» WHAT TO WORK ON
Write the line that includes "of the advertisement" and all subsequent lines, exactly as written, and nothing more.

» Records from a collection
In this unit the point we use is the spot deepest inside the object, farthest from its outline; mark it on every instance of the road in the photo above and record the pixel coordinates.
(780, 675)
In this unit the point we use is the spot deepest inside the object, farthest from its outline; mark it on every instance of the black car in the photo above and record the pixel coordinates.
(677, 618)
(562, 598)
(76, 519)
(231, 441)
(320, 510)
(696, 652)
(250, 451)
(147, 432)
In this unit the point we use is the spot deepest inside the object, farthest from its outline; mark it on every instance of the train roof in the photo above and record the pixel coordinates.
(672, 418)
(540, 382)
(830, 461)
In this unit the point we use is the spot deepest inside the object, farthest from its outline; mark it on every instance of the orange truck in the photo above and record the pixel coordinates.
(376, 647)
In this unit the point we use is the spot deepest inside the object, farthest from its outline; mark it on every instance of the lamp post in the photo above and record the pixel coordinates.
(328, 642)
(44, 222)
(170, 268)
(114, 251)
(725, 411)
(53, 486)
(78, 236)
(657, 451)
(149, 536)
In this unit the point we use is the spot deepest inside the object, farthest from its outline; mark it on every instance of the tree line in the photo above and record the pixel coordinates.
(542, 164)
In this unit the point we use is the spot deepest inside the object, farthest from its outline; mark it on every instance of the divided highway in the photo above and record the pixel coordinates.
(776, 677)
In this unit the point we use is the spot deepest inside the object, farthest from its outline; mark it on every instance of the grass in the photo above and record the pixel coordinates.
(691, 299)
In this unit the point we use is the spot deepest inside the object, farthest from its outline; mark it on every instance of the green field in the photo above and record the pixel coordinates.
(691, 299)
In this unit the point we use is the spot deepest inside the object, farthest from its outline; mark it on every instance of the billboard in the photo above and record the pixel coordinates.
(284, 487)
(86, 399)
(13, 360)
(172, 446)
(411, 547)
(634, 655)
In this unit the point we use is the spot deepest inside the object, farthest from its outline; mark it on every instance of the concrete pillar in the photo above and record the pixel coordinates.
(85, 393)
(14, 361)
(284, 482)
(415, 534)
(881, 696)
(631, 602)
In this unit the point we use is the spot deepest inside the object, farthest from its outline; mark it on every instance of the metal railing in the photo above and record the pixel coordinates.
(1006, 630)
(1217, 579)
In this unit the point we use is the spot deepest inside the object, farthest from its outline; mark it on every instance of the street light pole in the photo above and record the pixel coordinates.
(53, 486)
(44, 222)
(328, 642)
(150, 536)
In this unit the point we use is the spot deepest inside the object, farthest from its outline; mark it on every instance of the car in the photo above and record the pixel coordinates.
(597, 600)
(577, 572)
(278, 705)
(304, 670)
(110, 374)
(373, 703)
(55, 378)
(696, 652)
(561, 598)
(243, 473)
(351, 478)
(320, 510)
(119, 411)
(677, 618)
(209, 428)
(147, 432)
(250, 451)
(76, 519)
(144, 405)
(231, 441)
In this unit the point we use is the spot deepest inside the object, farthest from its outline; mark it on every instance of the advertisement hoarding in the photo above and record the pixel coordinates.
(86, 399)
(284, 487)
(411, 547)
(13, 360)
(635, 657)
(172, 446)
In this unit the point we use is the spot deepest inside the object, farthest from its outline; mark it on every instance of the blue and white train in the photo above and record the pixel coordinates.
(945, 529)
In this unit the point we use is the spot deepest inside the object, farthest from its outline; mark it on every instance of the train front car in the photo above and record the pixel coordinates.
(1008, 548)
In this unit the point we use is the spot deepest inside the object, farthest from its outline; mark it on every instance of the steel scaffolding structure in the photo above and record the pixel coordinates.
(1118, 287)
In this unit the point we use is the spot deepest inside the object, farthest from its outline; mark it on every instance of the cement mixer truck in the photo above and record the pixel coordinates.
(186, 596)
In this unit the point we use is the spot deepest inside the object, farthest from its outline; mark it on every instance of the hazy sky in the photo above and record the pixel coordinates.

» TASK RESPONSE
In this unit the point we use is the spot deepest inside the object, farthest from its outline; mark it on every instance of the advertisement hoarding in the photo above and record the pixel coordinates.
(86, 399)
(284, 487)
(411, 547)
(13, 360)
(635, 657)
(172, 446)
In this unit the point we use is the spot deepest inside the object, farthest from its outline; mark it on every instance of the blue and white train in the photo above and record the pixel coordinates.
(945, 529)
In this unit the point we use is the spot deepest inside the object, farthest from its outline; mark it on every instance of the train front car in the photo above and record the pixel coordinates.
(1008, 548)
In this unit the point we use is the spot deepest inside the object, farthest from its outline; mark it on every instance of the steel scaffolding structure in the photo above and record the pixel coordinates.
(1118, 287)
In this unit the point we use is the spot deepest inside the object, farthest from its outline; mark it on every instance of the cement mixer truck in the photo above and record the pixel coordinates.
(186, 596)
In this unit the point we use is the spot deepest inside the object, farthest from its outline; mark it on every instance of the hazy sky in the photo above and record the pixel coordinates.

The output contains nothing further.